(Supplied records Opens)
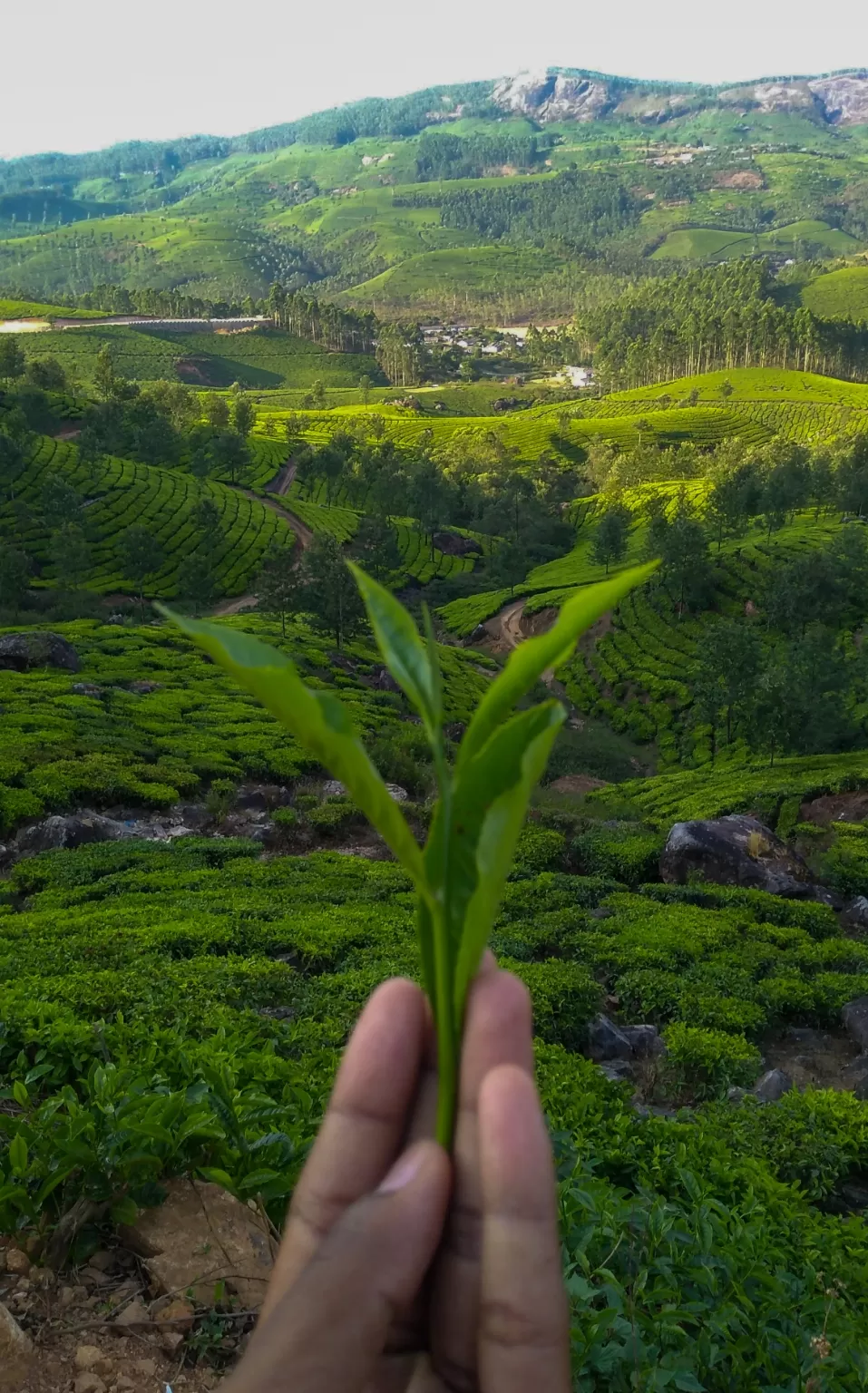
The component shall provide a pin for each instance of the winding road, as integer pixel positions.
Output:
(303, 535)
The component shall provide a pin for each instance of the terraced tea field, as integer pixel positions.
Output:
(122, 492)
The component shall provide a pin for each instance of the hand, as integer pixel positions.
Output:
(405, 1272)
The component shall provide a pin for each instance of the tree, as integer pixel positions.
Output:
(72, 556)
(612, 535)
(375, 546)
(216, 411)
(106, 381)
(15, 571)
(197, 580)
(141, 556)
(729, 660)
(46, 374)
(12, 358)
(244, 415)
(278, 584)
(330, 597)
(509, 564)
(685, 556)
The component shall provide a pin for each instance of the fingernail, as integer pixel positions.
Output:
(403, 1172)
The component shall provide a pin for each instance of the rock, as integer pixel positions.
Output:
(452, 543)
(34, 648)
(385, 681)
(177, 1314)
(618, 1070)
(645, 1041)
(202, 1236)
(855, 915)
(608, 1041)
(88, 1384)
(735, 850)
(132, 1315)
(854, 1018)
(13, 1340)
(772, 1086)
(88, 1356)
(67, 831)
(17, 1262)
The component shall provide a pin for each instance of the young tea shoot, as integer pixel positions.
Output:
(483, 798)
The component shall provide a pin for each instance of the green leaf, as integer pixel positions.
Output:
(491, 803)
(124, 1211)
(318, 720)
(18, 1155)
(532, 659)
(399, 641)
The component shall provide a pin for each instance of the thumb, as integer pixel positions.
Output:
(332, 1325)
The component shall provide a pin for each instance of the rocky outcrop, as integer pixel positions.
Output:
(36, 648)
(454, 545)
(736, 850)
(553, 96)
(200, 1237)
(844, 98)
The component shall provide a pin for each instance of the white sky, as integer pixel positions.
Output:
(81, 74)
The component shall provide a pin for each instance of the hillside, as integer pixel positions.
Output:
(576, 369)
(467, 200)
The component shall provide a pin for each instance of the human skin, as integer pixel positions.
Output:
(405, 1270)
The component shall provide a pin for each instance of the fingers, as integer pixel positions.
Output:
(327, 1330)
(524, 1325)
(364, 1125)
(498, 1031)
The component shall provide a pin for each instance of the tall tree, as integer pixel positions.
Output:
(612, 535)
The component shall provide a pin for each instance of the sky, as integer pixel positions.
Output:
(87, 74)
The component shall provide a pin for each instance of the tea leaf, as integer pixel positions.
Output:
(414, 667)
(321, 723)
(532, 659)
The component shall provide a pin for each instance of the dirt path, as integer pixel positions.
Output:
(303, 537)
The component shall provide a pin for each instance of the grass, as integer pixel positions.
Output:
(841, 294)
(265, 358)
(122, 492)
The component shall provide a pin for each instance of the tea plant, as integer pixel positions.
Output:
(483, 801)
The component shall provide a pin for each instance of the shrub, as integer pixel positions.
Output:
(704, 1063)
(540, 849)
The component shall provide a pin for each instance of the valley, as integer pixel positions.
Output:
(231, 366)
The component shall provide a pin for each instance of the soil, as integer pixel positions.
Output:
(834, 807)
(811, 1057)
(577, 784)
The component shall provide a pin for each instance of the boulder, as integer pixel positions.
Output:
(202, 1236)
(736, 850)
(645, 1041)
(454, 543)
(34, 648)
(13, 1340)
(854, 1018)
(772, 1086)
(855, 915)
(608, 1041)
(69, 831)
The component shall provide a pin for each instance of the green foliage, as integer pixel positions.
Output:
(704, 1063)
(481, 807)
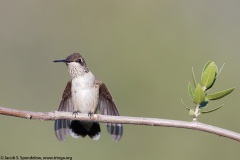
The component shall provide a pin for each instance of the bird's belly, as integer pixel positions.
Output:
(85, 100)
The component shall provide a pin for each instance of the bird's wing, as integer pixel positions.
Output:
(107, 107)
(61, 126)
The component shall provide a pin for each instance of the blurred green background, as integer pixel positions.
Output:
(143, 51)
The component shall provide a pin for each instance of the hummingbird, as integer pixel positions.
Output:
(84, 93)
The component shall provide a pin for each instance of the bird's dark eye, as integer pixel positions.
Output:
(Supplied records Closes)
● Work to complete: Find how many lines of the entries contain "leaf". Respond with the number only.

● Solved exercise: 2